Please copy the part of the article on Berlusconi and Trump that begins with "16 September 2015" and ends with "own sexual appeal.", changing "real estate" to "property".

** begin PASSAGE **

16 September 2015

Me, Myself and I: the egotist politics of Trumpusconi

By

An Italian pimp and an American builder decide to run for president…

This could be the beginning of a mildly racist joke, but there is very little to laugh about when it comes to these two characters – who have won and are winning crucial political campaigns in their respective countries. I am talking about Silvio Berlusconi and Donald Trump, two seemingly unrelated politicians who are products of a messy existential crisis which modern politics seems to have been plunged into.

But what explains their rise? It is clear that Berlusconi and Trump are very similar; both have made money through real estate, invested in media production, have a penchant for irreverence, a certain paranoia towards opposition, and quite a high opinion of their own sexual appeal.

I cannot remember when Silvio Berlusconi became the notorious politician he is today. When I was born, in 1995, he had been Italy’s prime minister for one year already. I got to know him quickly, though. I do remember (vaguely) when he was elected for the second and third time. In my middle class environment he was considered a clown, a dodgy entrepreneur whose sexist jokes and raging egocentrism no one could possibly take seriously. It turned out many did.

** end PASSAGE **
** begin COLLECTED MATERIAL **

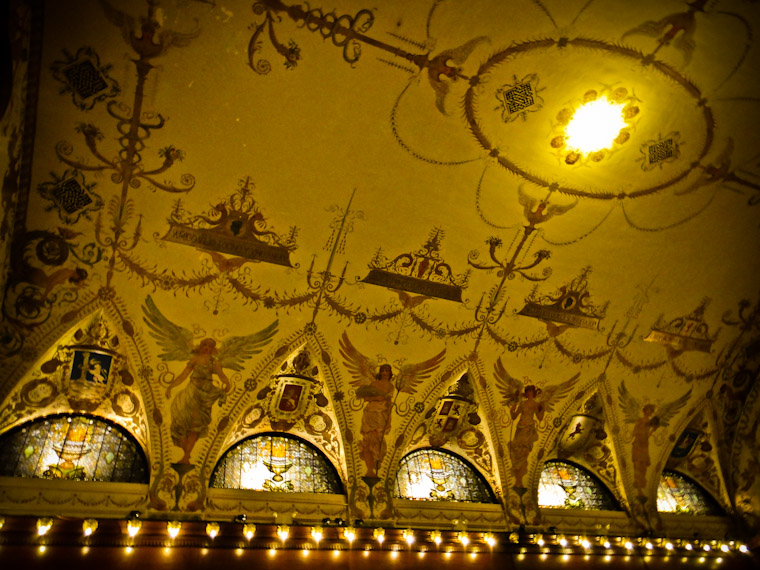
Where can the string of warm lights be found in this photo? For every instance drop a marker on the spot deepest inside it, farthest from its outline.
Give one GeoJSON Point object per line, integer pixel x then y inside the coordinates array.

** end COLLECTED MATERIAL **

▸ RESPONSE TO THIS EXERCISE
16 September 2015

Me, Myself and I: the egotist politics of Trumpusconi

By

An Italian pimp and an American builder decide to run for president…

This could be the beginning of a mildly racist joke, but there is very little to laugh about when it comes to these two characters – who have won and are winning crucial political campaigns in their respective countries. I am talking about Silvio Berlusconi and Donald Trump, two seemingly unrelated politicians who are products of a messy existential crisis which modern politics seems to have been plunged into.

But what explains their rise? It is clear that Berlusconi and Trump are very similar; both have made money through property, invested in media production, have a penchant for irreverence, a certain paranoia towards opposition, and quite a high opinion of their own sexual appeal.